Turn the rows below into a numbered list, one line per number, and drop any blank lines.

---- Extracted data

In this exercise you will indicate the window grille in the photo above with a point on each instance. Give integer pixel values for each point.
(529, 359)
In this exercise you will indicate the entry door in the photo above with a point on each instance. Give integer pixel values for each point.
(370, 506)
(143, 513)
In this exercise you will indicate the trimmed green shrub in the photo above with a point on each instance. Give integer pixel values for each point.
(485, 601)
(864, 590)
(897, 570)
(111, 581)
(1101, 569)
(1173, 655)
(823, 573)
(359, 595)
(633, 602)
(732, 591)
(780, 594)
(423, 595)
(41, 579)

--------

### Exercise output:
1. In this exercise you will indicate the window grille in the photo above with a point on each instance. Give integer pixel values for each point.
2. (529, 359)
3. In this exercise you will indicate the entry door in the photo above with a point on each instance. Give integer pixel values for each point.
4. (370, 506)
5. (143, 513)
6. In this exercise you will indicate the trimmed green shrub in the photo above with a point on each instance. Give integer pixel values for each point.
7. (485, 601)
8. (864, 590)
9. (897, 570)
10. (111, 581)
11. (1101, 569)
12. (1173, 655)
13. (823, 573)
14. (359, 595)
15. (633, 602)
16. (732, 591)
17. (780, 594)
18. (423, 595)
19. (41, 579)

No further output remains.